Do this:
Repeat every line of text in the items below word for word, leaving out the pictures.

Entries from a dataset
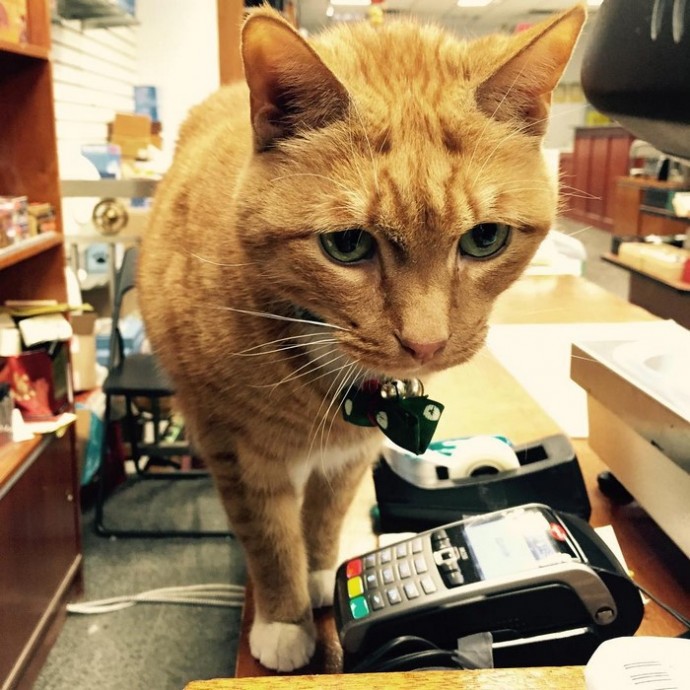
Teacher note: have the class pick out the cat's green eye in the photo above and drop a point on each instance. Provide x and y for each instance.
(485, 240)
(348, 246)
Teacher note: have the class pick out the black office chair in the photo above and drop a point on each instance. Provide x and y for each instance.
(147, 393)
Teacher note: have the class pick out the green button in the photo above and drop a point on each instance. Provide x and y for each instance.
(359, 607)
(355, 587)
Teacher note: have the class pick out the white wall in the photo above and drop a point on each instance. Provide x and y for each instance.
(178, 53)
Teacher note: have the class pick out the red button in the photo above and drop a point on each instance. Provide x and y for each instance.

Solution to this task:
Teacher note: have the class pick out the cat's green eye in the photo above and drop a point on each instance. Provide x and y for each instance.
(485, 240)
(348, 246)
Teacher note: have the class pick out the black office chair in the photo above and drop a point on each instance. Provide x and y for each instance.
(147, 393)
Teacher note: have the class pick out the green button in the photo above and drop a point on each instance. Provide x and y for each instance.
(359, 607)
(355, 587)
Teacher note: have the class pick out the white wall in the photo above and drop a point on each instance. Provide x and y for each instance.
(178, 53)
Teacher note: have the class pick out the red button in the photo above and drop a point on each instance. Provide x and y for each instance.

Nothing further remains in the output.